──────── TEXT BLOCK ────────

So far, the job-related impact of cutting the corporate tax rate from 35 to 21 percent has been limited mostly to well-publicized one-time bonuses paid to scattered portions of the workforce, and wage increases that had already been announced or in the works. Still, it is early days, and we can all hope that before long substantial hiring will begin in all the new appliance factories and re-opened coal mines.

Then again, severe doubts that the tax cuts will deliver as promised are not confined to Democrats and left-leaning economists.

“Since most companies are not cash constrained and credit markets are liquid,” according to a JP Morgan analysis, the “impact on capital spending is likely to be modest.” Corporations are not expected to spend their tax-cut windfall on new plants and equipment or research and development in a frenzy of investment that will invigorate the economy. Instead, companies will pay down debt, buy back their own shares, and pay out larger dividends to the wealthiest 10 percent of people who own 80 percent of U.S. stock.

Make no mistake, there will be a lot of jobs created in the U.S. in coming years.

But the occupations that will see the most openings over the next decade, like the jobs that are most commonly held today, have little if any connection to tax-cut inspired economic vitality.

The services – and they are overwhelmingly services – provided by those jobs are not only important to the economy but, in some instances, indispensable to society.

Society doesn’t seem to think so. The occupations most commonly held by Americans today, as well as the jobs that are expected to grow most tomorrow, tend to pay poorly, offer few if any benefits, are rife with instability and leave tens of millions of working people in poverty.

The new tax bill isn’t going to change that.

Growth industries

Every two years the U.S. Bureau of Labor Statistics (BLS) prepares a 10-year employment outlook. The most recent report, released in October, two months before the tax cut bill was signed into law, projects that the U.S. will have 11.5 million more jobs in 2026 than it had in 2016.

──────── DATASET EXTRACT ────────

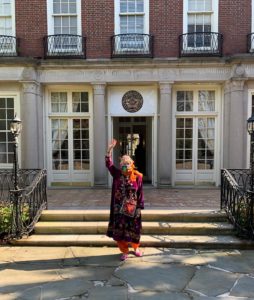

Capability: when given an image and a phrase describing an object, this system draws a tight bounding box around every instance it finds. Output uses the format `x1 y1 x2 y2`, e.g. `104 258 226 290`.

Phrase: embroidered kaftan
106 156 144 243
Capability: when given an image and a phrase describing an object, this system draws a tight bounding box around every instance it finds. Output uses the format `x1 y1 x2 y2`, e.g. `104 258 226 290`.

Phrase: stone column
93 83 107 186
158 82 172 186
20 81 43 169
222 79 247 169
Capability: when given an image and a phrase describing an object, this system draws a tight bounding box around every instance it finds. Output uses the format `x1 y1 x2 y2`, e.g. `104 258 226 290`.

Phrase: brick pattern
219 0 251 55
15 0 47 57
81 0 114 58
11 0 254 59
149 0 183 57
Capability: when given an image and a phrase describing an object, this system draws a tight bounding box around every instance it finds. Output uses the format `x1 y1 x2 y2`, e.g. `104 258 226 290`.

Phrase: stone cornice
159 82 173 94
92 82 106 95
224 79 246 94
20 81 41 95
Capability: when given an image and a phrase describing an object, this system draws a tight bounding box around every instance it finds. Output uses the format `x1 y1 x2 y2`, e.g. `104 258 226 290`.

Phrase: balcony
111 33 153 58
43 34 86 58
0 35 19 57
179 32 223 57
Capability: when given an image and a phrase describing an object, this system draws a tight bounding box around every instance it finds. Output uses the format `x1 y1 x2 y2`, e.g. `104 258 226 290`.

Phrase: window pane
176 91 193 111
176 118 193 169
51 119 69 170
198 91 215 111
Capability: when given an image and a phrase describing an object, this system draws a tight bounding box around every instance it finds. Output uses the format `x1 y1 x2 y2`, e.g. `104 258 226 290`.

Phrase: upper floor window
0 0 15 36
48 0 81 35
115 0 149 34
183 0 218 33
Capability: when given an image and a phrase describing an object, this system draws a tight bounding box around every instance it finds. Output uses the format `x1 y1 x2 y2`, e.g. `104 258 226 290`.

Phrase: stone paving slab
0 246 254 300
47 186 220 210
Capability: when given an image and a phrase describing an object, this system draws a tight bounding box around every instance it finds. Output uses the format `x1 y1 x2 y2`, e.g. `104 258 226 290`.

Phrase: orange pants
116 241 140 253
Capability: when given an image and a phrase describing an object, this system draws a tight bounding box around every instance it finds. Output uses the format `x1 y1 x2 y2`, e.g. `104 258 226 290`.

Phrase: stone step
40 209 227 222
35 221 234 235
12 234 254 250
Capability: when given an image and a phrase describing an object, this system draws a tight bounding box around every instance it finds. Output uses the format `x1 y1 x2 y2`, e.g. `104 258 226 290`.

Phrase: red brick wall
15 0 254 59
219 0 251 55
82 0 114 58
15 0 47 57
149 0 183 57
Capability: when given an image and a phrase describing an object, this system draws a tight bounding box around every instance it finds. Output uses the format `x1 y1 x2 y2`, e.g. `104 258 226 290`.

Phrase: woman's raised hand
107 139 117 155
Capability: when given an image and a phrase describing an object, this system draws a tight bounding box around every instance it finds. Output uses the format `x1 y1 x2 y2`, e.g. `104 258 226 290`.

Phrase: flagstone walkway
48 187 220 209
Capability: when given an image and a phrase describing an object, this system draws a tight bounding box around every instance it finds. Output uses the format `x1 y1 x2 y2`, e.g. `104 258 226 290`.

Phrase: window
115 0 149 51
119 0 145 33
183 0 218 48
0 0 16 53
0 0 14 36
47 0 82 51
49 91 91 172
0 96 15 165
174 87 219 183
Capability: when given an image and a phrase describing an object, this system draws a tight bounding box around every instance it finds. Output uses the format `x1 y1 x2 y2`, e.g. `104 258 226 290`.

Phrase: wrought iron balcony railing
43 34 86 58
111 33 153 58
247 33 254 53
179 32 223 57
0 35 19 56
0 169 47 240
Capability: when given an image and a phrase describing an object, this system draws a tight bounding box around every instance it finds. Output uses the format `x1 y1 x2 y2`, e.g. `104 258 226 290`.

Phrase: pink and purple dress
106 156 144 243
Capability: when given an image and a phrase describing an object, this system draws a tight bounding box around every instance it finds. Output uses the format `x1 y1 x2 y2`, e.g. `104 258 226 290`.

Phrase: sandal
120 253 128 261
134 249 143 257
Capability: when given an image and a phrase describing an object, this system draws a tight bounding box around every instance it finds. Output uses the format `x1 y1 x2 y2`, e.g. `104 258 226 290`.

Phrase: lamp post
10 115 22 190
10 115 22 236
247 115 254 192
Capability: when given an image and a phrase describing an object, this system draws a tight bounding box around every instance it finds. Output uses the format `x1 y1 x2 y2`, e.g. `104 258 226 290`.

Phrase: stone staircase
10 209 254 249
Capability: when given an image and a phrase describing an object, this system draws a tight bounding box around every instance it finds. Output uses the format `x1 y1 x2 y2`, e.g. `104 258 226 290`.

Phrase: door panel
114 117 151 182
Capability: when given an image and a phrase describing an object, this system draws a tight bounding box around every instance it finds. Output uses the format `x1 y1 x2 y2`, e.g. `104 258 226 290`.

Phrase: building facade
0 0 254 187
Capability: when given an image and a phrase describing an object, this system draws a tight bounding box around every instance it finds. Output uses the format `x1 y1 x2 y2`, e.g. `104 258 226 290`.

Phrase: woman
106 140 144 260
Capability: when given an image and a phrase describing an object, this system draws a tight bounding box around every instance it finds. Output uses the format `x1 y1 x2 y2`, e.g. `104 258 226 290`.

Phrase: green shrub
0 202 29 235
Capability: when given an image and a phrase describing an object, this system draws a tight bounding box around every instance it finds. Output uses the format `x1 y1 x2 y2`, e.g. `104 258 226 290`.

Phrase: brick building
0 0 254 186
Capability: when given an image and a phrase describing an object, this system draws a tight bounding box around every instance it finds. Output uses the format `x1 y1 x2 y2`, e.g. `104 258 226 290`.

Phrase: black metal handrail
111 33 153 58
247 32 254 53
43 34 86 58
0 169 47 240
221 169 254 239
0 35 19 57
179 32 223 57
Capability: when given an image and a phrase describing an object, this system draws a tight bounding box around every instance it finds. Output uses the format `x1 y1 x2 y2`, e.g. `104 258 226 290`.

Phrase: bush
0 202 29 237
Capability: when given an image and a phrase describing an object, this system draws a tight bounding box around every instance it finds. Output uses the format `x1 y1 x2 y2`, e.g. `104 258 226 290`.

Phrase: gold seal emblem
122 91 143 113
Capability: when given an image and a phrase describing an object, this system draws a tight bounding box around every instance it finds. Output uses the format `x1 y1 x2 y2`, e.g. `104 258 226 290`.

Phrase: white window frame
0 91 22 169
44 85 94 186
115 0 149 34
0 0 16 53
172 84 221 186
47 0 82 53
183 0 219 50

────────

■ WORK INSTRUCTION 1
According to the text on the corporate tax cut and jobs, how many more jobs does the Bureau of Labor Statistics project the U.S. will have in 2026 than in 2016?
■ WORK INSTRUCTION 2
Write the next part of the text on the corporate tax cut and jobs, picking up after its final sentence.

■ ANSWER BOX 1
11.5 million more jobs.

■ ANSWER BOX 2
Source: Bureau of Labor Statistics https://data.bls.gov/projections/occupationProj

The single occupation projected to grow the most is personal care aides, the overwhelming majority of whom provide in-home assistance to the elderly. A closely related occupation, home health aides, ranks 4th on the list. The two jobs combined are projected to account for more than 10 percent of all new U.S. job growth by 2026.

The median annual pay for home care aides, according to BLS data, is about $22,000. However, the Paraprofessional Healthcare Institute, which advocates for home care workers, estimates that when low pay is combined with erratic scheduling and other factors, home care aides typically earn less than $14,000 a year.

In addition to the growing prominence of home care aides, the biggest difference between BLS 10-year employment projections issued in October and the projections the bureau issued two years earlier may be the disappearance of retail salespersons from the list of jobs projected to grow most.

Trendy prognostications about the decline and fall of retail employment notwithstanding, BLS does project that retail employment will continue to grow – just not at the same rate as it has over the past several years.

In fact, by 2026, the single occupation employing more people than any other in the U.S. is projected to be the same occupation that held that distinction in 2016: retail salesperson.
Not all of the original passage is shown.